**Written request:** Can you update the material below, from its start up to and including the line with "[358,147,446,264]", so that "armchair" becomes "sofa" and nothing else changes? Return only those lines, without the pictures.

**Exercise material:**

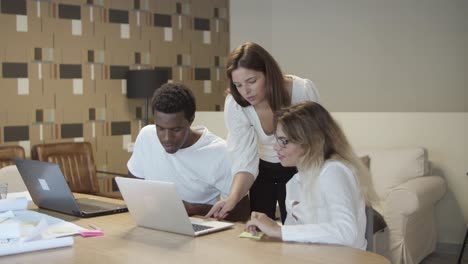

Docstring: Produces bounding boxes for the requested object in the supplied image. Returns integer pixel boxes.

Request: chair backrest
[0,146,25,168]
[31,142,99,194]
[0,165,28,193]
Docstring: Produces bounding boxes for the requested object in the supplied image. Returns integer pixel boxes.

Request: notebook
[15,159,128,218]
[115,177,234,236]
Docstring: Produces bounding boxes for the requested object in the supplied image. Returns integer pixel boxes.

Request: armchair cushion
[359,147,428,199]
[385,176,446,216]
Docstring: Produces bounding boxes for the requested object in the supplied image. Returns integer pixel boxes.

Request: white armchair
[358,147,446,264]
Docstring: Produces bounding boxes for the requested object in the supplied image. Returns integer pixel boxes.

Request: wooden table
[0,195,390,264]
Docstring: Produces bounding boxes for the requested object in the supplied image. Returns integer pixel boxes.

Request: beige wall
[230,0,468,112]
[194,112,468,244]
[230,0,468,243]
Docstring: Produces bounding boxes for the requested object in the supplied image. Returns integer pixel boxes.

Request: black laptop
[15,159,128,217]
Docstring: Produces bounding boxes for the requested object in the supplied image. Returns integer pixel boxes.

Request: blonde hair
[275,102,377,206]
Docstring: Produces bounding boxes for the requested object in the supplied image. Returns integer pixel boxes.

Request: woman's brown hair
[226,42,291,112]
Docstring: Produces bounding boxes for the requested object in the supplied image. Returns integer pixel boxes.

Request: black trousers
[249,160,297,224]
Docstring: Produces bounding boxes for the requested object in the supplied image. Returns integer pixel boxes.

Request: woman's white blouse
[224,75,319,177]
[281,161,367,250]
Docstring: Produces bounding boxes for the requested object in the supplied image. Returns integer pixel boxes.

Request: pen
[88,224,101,230]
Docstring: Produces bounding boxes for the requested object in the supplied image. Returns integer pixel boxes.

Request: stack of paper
[0,197,86,256]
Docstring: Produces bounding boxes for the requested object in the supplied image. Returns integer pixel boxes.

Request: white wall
[228,0,468,243]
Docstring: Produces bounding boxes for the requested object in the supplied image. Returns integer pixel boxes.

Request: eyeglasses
[275,136,289,148]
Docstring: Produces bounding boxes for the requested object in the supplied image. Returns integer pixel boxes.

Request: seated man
[127,83,250,221]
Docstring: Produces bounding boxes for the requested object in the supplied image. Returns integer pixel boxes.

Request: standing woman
[207,42,318,222]
[246,102,376,250]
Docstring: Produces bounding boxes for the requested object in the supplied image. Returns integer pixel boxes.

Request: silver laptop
[115,177,234,236]
[15,159,128,217]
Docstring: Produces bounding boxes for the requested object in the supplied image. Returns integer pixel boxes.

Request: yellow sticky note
[239,232,263,240]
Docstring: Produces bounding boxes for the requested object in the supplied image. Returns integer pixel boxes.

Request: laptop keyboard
[80,204,106,212]
[192,224,213,232]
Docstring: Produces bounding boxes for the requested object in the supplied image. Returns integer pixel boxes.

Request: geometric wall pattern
[0,0,229,179]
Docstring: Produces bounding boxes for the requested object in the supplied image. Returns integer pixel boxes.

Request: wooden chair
[0,146,25,168]
[31,142,126,199]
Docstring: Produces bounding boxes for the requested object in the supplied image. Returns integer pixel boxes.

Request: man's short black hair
[151,83,196,121]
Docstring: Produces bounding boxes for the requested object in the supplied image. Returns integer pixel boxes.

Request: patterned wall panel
[0,0,229,184]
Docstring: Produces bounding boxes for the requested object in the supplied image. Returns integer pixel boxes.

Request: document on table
[0,199,86,256]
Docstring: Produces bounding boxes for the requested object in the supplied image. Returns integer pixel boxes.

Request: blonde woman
[246,102,376,250]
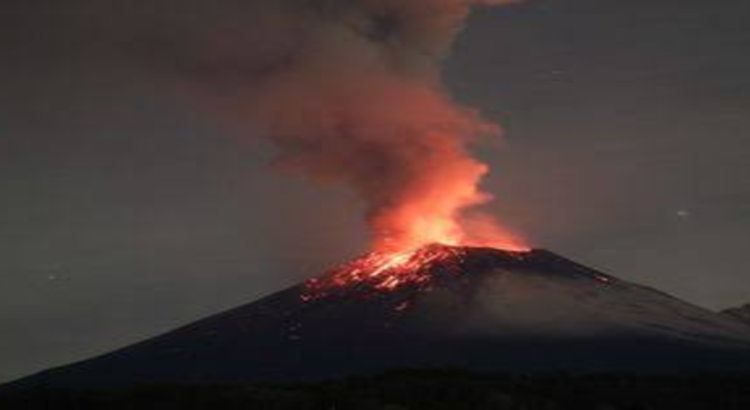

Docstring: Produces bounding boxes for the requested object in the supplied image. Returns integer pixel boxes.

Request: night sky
[0,0,750,380]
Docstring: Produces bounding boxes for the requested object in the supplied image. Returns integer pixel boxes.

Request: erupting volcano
[8,245,750,387]
[304,244,529,300]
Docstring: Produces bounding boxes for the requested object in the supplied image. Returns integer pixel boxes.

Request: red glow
[303,244,528,298]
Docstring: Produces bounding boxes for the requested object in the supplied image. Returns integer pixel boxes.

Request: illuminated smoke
[173,0,518,250]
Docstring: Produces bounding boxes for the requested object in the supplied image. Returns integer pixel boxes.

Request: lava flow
[303,244,528,300]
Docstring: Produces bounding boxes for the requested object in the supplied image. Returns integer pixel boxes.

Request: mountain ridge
[4,247,750,387]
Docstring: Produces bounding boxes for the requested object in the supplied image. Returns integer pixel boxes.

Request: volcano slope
[4,245,750,387]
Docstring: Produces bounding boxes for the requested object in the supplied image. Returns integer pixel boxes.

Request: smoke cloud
[166,0,516,249]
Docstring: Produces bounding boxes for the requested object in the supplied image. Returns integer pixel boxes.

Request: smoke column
[177,0,520,250]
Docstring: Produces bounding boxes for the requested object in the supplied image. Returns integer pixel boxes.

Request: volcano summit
[4,245,750,387]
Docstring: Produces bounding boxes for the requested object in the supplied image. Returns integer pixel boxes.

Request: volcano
[4,245,750,387]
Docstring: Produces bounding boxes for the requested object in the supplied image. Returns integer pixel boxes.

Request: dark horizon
[0,0,750,381]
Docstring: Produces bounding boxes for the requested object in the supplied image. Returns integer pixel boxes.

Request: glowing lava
[304,244,528,300]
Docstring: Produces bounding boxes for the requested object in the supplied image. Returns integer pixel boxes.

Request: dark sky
[0,0,750,380]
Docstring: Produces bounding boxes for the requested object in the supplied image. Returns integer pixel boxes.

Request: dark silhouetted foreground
[0,370,750,410]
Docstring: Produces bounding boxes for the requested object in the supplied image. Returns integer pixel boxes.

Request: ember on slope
[303,244,529,300]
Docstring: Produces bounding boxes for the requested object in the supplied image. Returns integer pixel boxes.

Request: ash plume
[169,0,516,249]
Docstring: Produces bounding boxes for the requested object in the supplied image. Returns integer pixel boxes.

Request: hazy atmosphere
[0,0,750,380]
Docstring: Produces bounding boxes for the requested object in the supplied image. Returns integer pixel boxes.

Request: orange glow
[303,244,528,298]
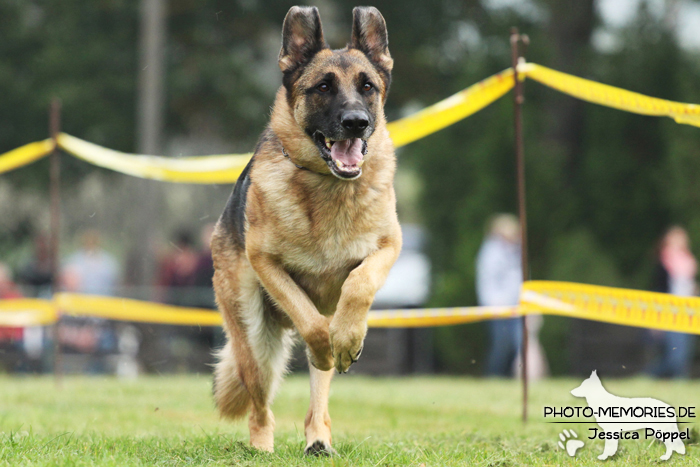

**Result of this task:**
Docstring: Produces bounding boxes for the requested object in the supplied image. Returns integer pixel boxes.

Request: chair backrest
[0,146,25,168]
[31,142,99,194]
[0,165,28,193]
Docstring: Produces bounding boxes for the requested object in the supplied image. Returns integer pixel boxes.

Request: notebook
[15,159,128,218]
[115,177,234,236]
Docstring: Produces bounding boxes for the requested object in the supplied image. Returns integer pixel boxes.

Request: sofa cushion
[359,147,428,199]
[385,176,446,216]
Docstring: Produces bounding boxes for the requested object in the supplied image. Returns integer pixel boxes.

Request: white sofa
[358,147,446,264]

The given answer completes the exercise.